▸ Breve esercizio A
Per favore, elenca tutti i significati che il brano sull'imparare attribuisce alla parola latina studium.
▸ Breve esercizio B
Prosegui il brano sull'imparare e sullo studio, riprendendo subito dopo la sua ultima frase.

▸ Brano proposto
----------------
Andare dentro le parole, dare un senso interiore a quello che facciamo, o che ci fanno fare,  o che non ci lasciano fare, per una regola sociale consolidata innegabilmente utile: l’imparare. Un verbo  difficile da coniugare che si avvicenda nella staffetta  con l’insegnare  in un processo creativo di eredità nel solco di chi ci ha preceduti.
Non basta  l’innegabilmente utile, però,  a portare sul piano razionale di una gioiosa accettazione  lo sforzo, il dis-piacere, l’obbligo di imparare, il dovere di lavorare. Dunque, cosa  ci accade quando siamo “ costretti” ad imparare, a studiare, a tornare a lavoro dopo un periodo in cui la nostra naturale pulsione al piacere ha goduto di un permesso: le vacanze?
Pare che Dante abbia usato per primo il verbo imparare, nel significato di acquistare, procurare. Facilmente s’intuisce che imparare può equivalere ad acquistare conoscenza  attraverso il verbo ‘studiare’, per esempio. La parola studium in latino, in apparente contraddizione col senso attuale del termine legato a sentimenti  premonitori di fatica, di stress nel linguaggio dei tempi che corrono, significa amore di qualcosa, occupazione prediletta, addirittura desiderio. In realtà, sentiamo quanta distanza vi è tra l’antico significato e l’attuale percezione, che  invece fa  riferimento all’apprendimento scolastico dell’obbligo.
----------------
▸ Righe memorizzate
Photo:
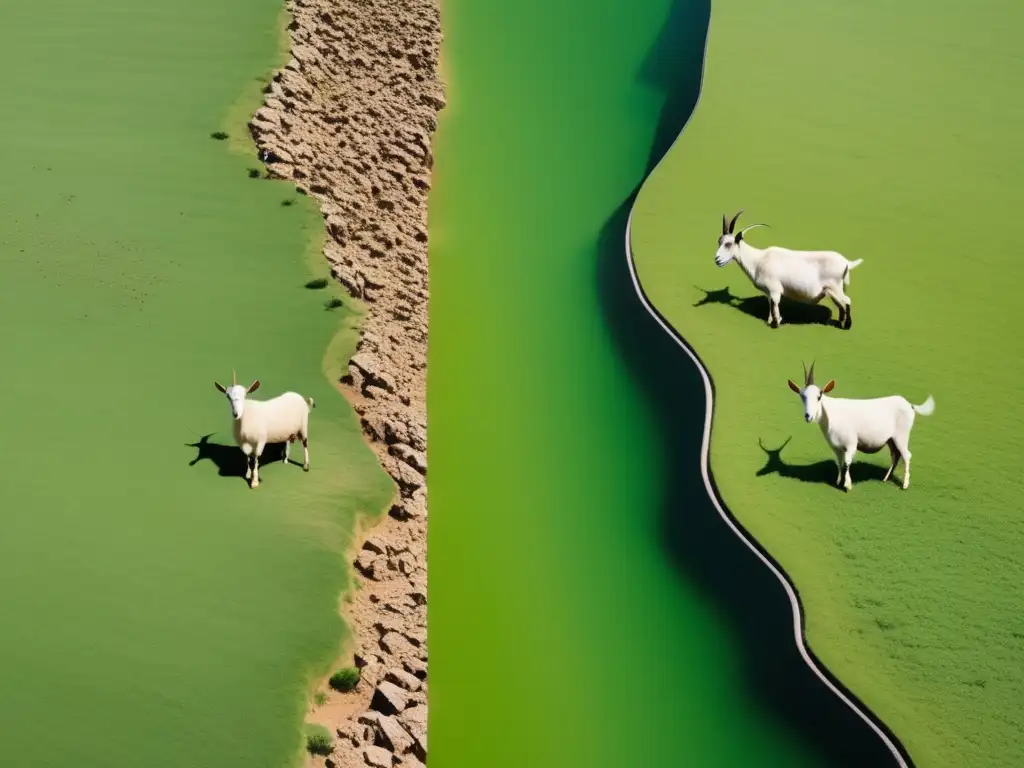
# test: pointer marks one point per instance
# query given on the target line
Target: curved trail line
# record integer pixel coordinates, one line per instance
(899, 753)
----------------
▸ Risultato dell'esercizio A
- amore di qualcosa
- occupazione prediletta
- desiderio

▸ Risultato dell'esercizio B
L’obbligo, si sa, non lascia scelta, ci priva della libertà di decidere  e  molto lontano appare il piacere di sapere, se non perfino inesistente  quando suona la campanella del ritorno tra i banchi. Studiare, apprendere, imparare ci porta per mano verso un cambiamento. Obbligo al cambiamento :due parole di grande sollecitazione emotiva. Immediata è la sofferenza di ciò che  viene sottratto: la libertà e la stasi,rassicurante e pigra immobilità, quest’ultima intesa come contrario del cambiamento che per il nostro sistema nervoso equivale ad un costoso dispendio energetico. L’apprendimento è un cambiamento, e noi amiamo ripetere per non correre rischi. Lavorare nello stile competitivo attuale porta con  se continui apprendimenti  e cambiamenti.
Eppure pare essere intrinseca  alla natura dell’uomo l’attitudine a conoscere:  così come è inevitabile che un bambino diventi un adulto, al pari dell’accrescimento fisico vi è una crescita cognitiva, che trova nel concetto di sopravvivenza una possibile ragione. Aver imparato a modellare una clava deve aver avuto  vantaggi nel procacciarsi il cibo o nel difendersi. Ciò ci riconduce inevitabilmente al concetto di piacere per sopravvivere, od alla sopravvivenza come piacere. Imparare a fabbricare un utensile conduceva al vantaggio di mangiare o di proteggersi, attività innegabilmente piacevoli e vantaggiose.
Inutile scomodare dotte citazioni per dire che l’uomo evita la sofferenza e tende al raggiungimento della massima quota possibile di piacere, mentre il concetto di felicità rimane un’ ambizione.
Serve alla sopravvivenza.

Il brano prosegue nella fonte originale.